---------- TEXTO PARA LEITURA ----------
Discurso no Senado Federal

PREOCUPAÇÃO COM A CRIAÇÃO DE ESCOLAS DE MEDICINA NO PAIS.

Autor
Tião Viana (PT - Partido dos Trabalhadores/AC)
Nome completo: Sebastião Afonso Viana Macedo Neves
Casa
Senado Federal
Tipo
Discurso
Resumo por assunto
SAUDE. ENSINO SUPERIOR.:
  • PREOCUPAÇÃO COM A CRIAÇÃO DE ESCOLAS DE MEDICINA NO PAIS.
Aparteantes
Ernandes Amorim, Moreira Mendes.
Publicação
Publicação no DSF de 26/10/1999 - Página 28448
Assunto
Outros > SAUDE. ENSINO SUPERIOR.
Indexação
  • QUESTIONAMENTO, POSIÇÃO, CONSELHO REGIONAL, MEDICINA, ESTADO DE SÃO PAULO (SP), OPOSIÇÃO, ABERTURA, ESTABELECIMENTO DE ENSINO, FORMAÇÃO, MEDICO.
  • LEITURA, DOCUMENTO, ASSOCIAÇÃO MEDICA, BRASIL, AUTORIA, ANTONIO CELSO NUNES NASSIF, PROFESSOR, DESTINAÇÃO, MEDICO, AUTORIDADE, AREA, EDUCAÇÃO, SAUDE, ASSUNTO, REQUISITOS, CRIAÇÃO, FUNCIONAMENTO, ESTABELECIMENTO DE ENSINO, MEDICINA.
  • COMENTARIO, INSUFICIENCIA, ENSINO SUPERIOR, REGIÃO NORTE, SAIDA, BRASILEIROS, ESTUDO, MEDICINA, PAIS ESTRANGEIRO, BOLIVIA, INFERIORIDADE, NUMERO, MEDICO, REGIÃO AMAZONICA.
  • DEFESA, AUMENTO, CONTROLE, MELHORIA, QUALIDADE, ENSINO, MEDICINA, BRASIL, CRITICA, FECHAMENTO, ESTABELECIMENTO DE ENSINO, OBJETIVO, RESTRIÇÃO, MERCADO DE TRABALHO.

O SR. TIÃO VIANA (Bloco/PT - AC. Pronuncia o seguinte discurso. Sem revisão do orador.) - Sr. Presidente, Srªs e Srs. Senadores, eu não me manifestei quando do pronunciamento do Senador José Roberto Arruda, em função de não ter qualquer informação prévia sobre a matéria veiculada na revista Veja. Eu aguardo informações para fundamentar minha manifestação em relação ao seu pronunciamento, que é uma resposta dura, a meu ver, à figura política e pública do ex-Governador do Distrito Federal, Cristovam Buarque. Acredito que o nosso Partido também se manifestará de maneira oportuna sobre o assunto.  

O que me traz à tribuna do Senado Federal é a preocupação com um assunto que está na ordem do dia do Conselho Regional de Medicina de São Paulo e da Associação Médica Brasileira, e que interessa a todos os médicos do Brasil, a todos os profissionais de saúde do Brasil: a criação ou não de novas escolas de Medicina no nosso País.
---------- DADOS FORNECIDOS ----------
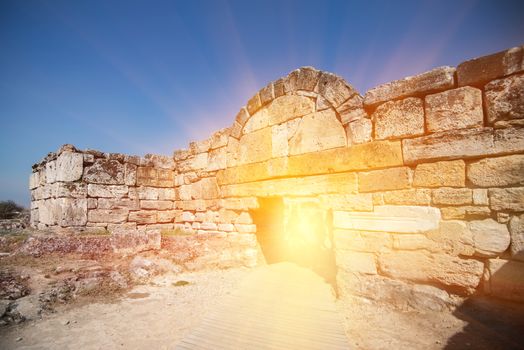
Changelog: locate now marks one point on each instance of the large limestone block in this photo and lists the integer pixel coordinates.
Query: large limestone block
(70, 189)
(50, 172)
(117, 203)
(481, 70)
(398, 119)
(105, 171)
(440, 174)
(505, 98)
(516, 229)
(217, 159)
(390, 218)
(505, 279)
(107, 191)
(359, 131)
(437, 79)
(489, 237)
(317, 132)
(350, 202)
(495, 172)
(69, 166)
(452, 196)
(71, 211)
(156, 204)
(511, 199)
(143, 217)
(334, 89)
(386, 179)
(114, 216)
(379, 154)
(453, 237)
(454, 109)
(287, 108)
(362, 241)
(255, 147)
(207, 188)
(458, 275)
(449, 145)
(413, 196)
(356, 262)
(311, 185)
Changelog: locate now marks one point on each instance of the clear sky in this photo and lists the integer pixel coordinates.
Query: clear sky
(143, 77)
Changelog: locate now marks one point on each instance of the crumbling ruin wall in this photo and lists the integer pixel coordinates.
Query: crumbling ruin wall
(423, 177)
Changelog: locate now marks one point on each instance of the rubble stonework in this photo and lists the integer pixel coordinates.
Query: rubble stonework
(424, 177)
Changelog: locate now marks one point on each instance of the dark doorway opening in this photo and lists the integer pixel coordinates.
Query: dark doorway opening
(296, 231)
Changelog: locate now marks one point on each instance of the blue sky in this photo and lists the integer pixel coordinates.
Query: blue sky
(143, 77)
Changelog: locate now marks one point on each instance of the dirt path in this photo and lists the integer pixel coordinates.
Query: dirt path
(149, 317)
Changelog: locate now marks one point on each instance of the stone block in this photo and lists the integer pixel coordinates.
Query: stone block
(206, 188)
(440, 174)
(130, 174)
(413, 242)
(505, 98)
(279, 138)
(351, 110)
(454, 109)
(307, 78)
(70, 189)
(107, 191)
(217, 159)
(254, 104)
(255, 147)
(452, 196)
(349, 202)
(481, 70)
(118, 203)
(143, 217)
(465, 212)
(69, 166)
(34, 180)
(70, 211)
(311, 185)
(156, 204)
(242, 228)
(506, 279)
(266, 94)
(105, 171)
(114, 216)
(288, 107)
(489, 237)
(495, 172)
(464, 143)
(408, 197)
(378, 154)
(50, 172)
(356, 262)
(317, 132)
(516, 230)
(128, 241)
(399, 119)
(454, 273)
(389, 218)
(480, 196)
(437, 79)
(359, 131)
(362, 241)
(510, 199)
(453, 237)
(386, 179)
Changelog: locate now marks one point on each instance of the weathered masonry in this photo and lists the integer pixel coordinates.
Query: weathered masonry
(412, 193)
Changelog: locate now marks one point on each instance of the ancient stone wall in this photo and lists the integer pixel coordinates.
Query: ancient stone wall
(423, 179)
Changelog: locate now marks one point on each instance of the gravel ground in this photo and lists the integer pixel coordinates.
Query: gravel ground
(153, 316)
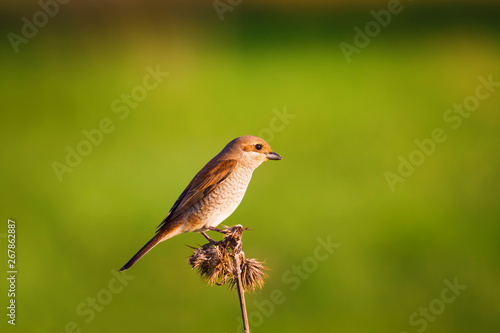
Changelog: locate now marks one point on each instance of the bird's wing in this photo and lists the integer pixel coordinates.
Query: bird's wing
(211, 176)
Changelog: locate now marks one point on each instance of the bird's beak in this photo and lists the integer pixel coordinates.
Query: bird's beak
(273, 156)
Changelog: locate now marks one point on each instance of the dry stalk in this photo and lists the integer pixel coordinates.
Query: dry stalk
(224, 262)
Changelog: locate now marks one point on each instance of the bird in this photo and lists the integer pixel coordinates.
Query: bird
(214, 193)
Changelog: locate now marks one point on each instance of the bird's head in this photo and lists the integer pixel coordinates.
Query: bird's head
(252, 150)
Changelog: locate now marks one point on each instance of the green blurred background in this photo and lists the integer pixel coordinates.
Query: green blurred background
(351, 121)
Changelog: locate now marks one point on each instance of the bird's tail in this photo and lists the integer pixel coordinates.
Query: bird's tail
(159, 237)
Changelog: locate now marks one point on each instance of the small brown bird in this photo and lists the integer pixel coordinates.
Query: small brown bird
(214, 193)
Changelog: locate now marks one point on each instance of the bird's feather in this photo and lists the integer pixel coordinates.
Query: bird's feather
(207, 180)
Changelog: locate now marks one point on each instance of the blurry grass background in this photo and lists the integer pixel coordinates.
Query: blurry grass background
(352, 121)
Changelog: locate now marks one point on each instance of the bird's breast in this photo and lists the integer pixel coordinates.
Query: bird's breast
(225, 198)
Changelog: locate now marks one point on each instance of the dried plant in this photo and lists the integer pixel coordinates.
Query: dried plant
(224, 262)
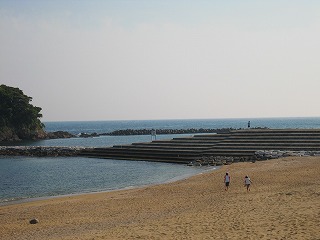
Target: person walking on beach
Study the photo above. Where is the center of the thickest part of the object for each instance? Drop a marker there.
(227, 180)
(247, 182)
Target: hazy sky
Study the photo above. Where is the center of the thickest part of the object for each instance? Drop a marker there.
(168, 59)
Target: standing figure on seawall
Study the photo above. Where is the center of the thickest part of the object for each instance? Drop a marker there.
(247, 182)
(227, 180)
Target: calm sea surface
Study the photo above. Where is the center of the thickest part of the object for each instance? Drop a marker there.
(26, 177)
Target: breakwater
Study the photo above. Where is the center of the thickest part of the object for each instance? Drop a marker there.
(40, 151)
(128, 132)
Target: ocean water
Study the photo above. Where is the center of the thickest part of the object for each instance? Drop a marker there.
(30, 177)
(27, 178)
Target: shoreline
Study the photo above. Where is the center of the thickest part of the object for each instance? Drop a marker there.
(283, 204)
(171, 180)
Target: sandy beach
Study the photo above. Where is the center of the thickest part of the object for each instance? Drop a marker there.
(284, 203)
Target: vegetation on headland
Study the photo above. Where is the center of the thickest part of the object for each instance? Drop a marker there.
(19, 119)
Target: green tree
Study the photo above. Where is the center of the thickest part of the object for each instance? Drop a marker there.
(18, 114)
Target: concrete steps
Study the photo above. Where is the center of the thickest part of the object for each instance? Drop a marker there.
(241, 143)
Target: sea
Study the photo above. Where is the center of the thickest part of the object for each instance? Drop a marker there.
(31, 178)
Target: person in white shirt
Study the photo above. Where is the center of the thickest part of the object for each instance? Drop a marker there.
(247, 182)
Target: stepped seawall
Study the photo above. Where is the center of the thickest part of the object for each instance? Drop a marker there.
(220, 148)
(237, 145)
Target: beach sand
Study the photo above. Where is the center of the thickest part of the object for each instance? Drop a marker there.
(284, 203)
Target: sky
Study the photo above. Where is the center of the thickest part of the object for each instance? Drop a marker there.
(146, 59)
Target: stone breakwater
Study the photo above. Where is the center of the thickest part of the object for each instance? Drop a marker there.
(258, 156)
(40, 151)
(127, 132)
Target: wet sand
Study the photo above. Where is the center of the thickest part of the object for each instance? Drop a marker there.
(284, 203)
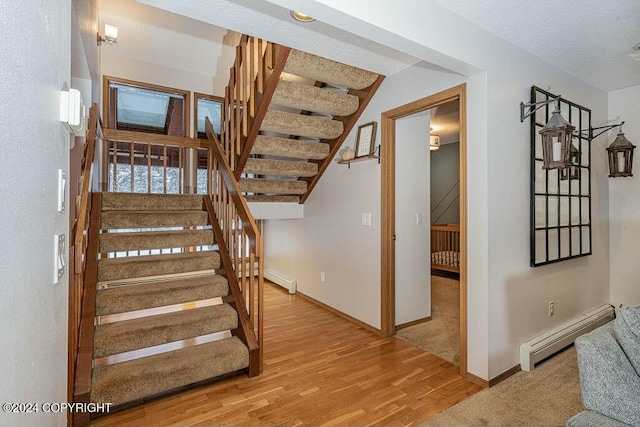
----------
• TAREFAS A REALIZAR:
(1) No discurso sobre a criação de escolas de Medicina, quem são os aparteantes indicados?
(2) Prossiga o discurso sobre a criação de escolas de Medicina a partir da última frase apresentada.

• RESPOSTAS DADAS:
(1) Ernandes Amorim e Moreira Mendes.

(2)
Lembro ao Senado Federal que o Conselho Regional de Medicina de São Paulo, que tem uma trajetória de grande responsabilidade e maturidade política e de formação, tem tratado o assunto de maneira clara e objetiva, estabelecendo de maneira contundente que é contrário à criação de novos cursos de Medicina no Brasil. Há até uma frase que julgo exagerada, que extrapola a razão normal de um conselho regional de Medicina, segundo a qual "novas escolas de Medicina fazem mal à saúde."  

Confesso que não entendo bem a razão desse slogan, dessa frase, e prefiro imaginar que haja um inconformismo, um incômodo muito grande do Conselho Regional de Medicina de São Paulo, em relação à abertura exagerada e inconseqüente de novas escolas médicas no País, que tenta, com a seriedade dos seus conselheiros, apontar um caminho de mais responsabilidade, de mais coerência e mais qualidade na hora de se tratar deste assunto. Acredito ser esse o posicionamento do Conselho Regional de Medicina de São Paulo.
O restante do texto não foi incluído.